> **WORK REQUIRED**: Count the lines in the data below that contain the string "umbrella". Reply with that number alone.

> **AVAILABLE DATA**:
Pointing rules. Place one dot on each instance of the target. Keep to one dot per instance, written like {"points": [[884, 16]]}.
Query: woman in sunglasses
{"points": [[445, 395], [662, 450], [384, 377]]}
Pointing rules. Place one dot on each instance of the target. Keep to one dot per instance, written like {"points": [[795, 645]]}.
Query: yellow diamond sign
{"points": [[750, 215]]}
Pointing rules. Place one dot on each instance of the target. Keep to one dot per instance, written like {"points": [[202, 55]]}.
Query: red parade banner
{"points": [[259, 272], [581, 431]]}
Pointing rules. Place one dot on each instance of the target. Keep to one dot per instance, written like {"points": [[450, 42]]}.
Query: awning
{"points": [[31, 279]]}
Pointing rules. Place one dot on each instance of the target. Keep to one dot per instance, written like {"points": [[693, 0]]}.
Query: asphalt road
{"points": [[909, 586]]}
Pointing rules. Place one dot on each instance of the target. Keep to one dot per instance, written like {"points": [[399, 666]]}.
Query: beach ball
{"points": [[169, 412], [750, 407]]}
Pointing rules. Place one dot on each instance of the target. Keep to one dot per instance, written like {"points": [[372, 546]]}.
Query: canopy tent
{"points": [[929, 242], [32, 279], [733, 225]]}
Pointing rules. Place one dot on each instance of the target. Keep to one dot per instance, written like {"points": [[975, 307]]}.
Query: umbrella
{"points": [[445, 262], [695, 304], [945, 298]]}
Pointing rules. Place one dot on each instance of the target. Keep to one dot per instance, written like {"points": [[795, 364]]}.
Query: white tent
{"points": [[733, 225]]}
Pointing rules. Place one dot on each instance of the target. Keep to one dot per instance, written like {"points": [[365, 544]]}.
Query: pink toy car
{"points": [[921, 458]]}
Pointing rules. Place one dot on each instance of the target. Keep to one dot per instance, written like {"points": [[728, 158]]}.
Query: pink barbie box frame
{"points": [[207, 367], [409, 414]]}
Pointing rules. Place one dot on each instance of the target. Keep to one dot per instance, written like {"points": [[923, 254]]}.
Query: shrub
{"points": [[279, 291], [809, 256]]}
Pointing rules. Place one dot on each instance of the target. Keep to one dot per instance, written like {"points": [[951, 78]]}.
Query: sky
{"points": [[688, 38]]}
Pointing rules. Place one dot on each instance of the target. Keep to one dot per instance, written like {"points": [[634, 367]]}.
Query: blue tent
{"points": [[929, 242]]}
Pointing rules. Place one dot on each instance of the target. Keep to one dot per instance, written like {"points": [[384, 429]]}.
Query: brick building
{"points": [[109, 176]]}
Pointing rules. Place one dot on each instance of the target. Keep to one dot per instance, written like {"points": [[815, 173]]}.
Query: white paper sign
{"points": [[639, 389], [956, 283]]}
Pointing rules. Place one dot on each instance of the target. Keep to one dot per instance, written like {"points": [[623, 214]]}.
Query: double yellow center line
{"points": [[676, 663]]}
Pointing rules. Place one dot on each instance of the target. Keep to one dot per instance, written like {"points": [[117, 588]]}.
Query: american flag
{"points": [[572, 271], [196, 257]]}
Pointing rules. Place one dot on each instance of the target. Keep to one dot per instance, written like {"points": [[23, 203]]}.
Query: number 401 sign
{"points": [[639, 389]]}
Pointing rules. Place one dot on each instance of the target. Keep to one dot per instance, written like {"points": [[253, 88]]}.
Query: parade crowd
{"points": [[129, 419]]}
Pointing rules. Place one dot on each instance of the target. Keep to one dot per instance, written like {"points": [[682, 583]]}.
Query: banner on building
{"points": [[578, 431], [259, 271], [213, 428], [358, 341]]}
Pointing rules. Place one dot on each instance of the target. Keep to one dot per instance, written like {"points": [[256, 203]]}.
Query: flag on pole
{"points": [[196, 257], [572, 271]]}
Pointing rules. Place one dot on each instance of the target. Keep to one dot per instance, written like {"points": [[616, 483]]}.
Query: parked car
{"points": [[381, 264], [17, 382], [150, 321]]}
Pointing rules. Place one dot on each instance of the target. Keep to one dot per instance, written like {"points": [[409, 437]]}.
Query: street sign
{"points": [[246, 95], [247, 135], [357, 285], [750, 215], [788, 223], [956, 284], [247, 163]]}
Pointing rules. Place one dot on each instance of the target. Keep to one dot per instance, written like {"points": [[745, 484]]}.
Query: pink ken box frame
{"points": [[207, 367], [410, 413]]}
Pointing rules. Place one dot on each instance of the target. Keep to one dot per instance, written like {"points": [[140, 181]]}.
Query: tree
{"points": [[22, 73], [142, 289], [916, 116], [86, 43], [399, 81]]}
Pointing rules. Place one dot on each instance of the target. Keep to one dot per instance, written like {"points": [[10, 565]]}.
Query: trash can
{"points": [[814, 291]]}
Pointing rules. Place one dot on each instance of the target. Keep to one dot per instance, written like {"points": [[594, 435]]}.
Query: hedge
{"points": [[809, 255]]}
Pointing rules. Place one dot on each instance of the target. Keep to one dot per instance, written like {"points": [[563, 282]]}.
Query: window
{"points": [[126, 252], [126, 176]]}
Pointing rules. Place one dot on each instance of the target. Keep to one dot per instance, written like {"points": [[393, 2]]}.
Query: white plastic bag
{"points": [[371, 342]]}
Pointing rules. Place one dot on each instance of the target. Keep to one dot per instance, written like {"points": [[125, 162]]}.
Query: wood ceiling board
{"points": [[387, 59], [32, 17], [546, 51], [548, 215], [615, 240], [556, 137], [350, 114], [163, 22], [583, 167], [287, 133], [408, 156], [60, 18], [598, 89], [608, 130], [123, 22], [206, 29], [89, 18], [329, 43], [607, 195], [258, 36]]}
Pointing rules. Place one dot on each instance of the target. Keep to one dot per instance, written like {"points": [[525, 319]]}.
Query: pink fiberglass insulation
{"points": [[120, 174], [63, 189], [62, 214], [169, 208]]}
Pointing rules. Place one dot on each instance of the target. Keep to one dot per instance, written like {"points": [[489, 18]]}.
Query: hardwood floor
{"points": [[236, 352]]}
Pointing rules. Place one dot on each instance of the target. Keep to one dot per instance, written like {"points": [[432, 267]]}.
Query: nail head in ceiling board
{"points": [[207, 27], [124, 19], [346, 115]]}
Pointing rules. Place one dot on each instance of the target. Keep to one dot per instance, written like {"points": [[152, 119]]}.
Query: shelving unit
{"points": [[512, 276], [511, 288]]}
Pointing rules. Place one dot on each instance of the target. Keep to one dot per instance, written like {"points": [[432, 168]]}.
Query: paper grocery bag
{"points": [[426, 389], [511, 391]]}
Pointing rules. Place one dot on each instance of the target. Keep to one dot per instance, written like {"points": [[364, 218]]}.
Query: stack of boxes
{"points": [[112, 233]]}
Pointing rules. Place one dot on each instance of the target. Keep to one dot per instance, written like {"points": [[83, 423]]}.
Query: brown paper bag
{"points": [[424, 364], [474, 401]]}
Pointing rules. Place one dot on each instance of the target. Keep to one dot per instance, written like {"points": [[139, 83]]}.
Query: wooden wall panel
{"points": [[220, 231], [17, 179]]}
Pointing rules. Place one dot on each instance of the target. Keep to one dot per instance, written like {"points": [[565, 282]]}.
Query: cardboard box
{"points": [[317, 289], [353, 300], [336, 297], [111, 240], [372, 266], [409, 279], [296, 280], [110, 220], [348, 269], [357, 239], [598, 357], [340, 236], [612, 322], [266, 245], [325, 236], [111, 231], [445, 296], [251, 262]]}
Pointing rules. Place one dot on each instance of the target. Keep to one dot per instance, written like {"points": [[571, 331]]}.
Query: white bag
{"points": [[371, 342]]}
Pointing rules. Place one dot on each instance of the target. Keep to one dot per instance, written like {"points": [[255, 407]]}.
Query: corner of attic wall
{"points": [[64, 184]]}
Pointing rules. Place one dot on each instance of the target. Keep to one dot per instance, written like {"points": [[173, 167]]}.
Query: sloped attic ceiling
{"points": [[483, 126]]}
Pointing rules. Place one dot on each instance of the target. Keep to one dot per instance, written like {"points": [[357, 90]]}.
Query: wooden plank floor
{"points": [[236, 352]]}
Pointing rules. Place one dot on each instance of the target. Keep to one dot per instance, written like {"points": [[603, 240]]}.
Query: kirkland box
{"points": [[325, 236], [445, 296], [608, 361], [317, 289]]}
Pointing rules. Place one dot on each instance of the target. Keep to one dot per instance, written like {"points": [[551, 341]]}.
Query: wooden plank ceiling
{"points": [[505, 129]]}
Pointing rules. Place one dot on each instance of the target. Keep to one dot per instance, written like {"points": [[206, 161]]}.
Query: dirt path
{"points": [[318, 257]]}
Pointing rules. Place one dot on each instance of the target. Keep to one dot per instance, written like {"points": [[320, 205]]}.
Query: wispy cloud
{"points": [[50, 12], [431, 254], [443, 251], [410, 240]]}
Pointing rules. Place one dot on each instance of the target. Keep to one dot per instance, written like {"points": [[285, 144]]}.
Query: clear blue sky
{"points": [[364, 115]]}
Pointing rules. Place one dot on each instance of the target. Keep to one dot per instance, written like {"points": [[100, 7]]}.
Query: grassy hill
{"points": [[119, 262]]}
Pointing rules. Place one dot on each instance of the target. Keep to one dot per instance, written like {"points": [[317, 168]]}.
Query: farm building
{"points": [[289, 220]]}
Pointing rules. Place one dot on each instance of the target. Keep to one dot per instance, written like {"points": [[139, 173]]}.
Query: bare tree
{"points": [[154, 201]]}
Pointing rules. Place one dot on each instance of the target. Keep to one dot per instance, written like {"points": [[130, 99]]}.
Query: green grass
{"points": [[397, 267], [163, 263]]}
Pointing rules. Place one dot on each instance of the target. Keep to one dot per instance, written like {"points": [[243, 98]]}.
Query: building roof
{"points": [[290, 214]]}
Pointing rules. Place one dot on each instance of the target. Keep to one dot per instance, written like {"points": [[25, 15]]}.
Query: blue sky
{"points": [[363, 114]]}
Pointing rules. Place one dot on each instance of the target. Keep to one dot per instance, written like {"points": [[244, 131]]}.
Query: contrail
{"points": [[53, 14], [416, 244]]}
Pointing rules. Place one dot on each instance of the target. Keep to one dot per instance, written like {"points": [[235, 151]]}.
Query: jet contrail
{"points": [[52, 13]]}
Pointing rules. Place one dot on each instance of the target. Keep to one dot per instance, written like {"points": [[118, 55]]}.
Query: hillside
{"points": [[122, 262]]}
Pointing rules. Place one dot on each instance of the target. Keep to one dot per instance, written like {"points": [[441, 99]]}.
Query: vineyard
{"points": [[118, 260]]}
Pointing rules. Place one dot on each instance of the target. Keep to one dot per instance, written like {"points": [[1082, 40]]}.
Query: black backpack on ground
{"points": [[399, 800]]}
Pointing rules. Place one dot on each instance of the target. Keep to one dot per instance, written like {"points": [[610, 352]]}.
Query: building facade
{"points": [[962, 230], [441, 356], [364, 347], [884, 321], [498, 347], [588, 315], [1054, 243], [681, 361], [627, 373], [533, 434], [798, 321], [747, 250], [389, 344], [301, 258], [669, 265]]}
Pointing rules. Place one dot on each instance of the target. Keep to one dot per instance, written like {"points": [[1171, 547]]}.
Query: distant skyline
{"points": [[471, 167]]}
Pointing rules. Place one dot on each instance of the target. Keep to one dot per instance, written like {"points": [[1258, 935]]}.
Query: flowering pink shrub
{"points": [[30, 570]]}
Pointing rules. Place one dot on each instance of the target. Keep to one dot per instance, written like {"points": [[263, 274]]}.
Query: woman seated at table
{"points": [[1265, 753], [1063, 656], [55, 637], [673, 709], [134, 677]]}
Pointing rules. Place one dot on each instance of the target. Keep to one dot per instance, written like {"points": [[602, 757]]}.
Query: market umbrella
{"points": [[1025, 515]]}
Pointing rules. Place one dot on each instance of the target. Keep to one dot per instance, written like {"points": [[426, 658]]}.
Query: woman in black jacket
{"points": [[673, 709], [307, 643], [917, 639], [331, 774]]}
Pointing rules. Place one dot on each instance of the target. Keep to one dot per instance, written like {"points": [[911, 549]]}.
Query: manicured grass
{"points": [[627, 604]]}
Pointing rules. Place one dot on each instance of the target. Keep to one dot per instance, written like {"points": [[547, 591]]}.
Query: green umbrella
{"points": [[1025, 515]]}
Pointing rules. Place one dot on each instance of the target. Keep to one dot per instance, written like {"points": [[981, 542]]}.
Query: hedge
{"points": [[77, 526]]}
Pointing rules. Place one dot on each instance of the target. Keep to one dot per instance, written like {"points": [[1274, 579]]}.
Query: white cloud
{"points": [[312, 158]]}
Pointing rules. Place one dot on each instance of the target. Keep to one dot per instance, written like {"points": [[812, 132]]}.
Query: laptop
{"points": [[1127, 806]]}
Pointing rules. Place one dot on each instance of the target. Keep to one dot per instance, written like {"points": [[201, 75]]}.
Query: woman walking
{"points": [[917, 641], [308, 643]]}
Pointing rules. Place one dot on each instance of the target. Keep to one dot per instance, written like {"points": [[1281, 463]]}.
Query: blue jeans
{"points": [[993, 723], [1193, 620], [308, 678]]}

> **FINAL RESULT**: 3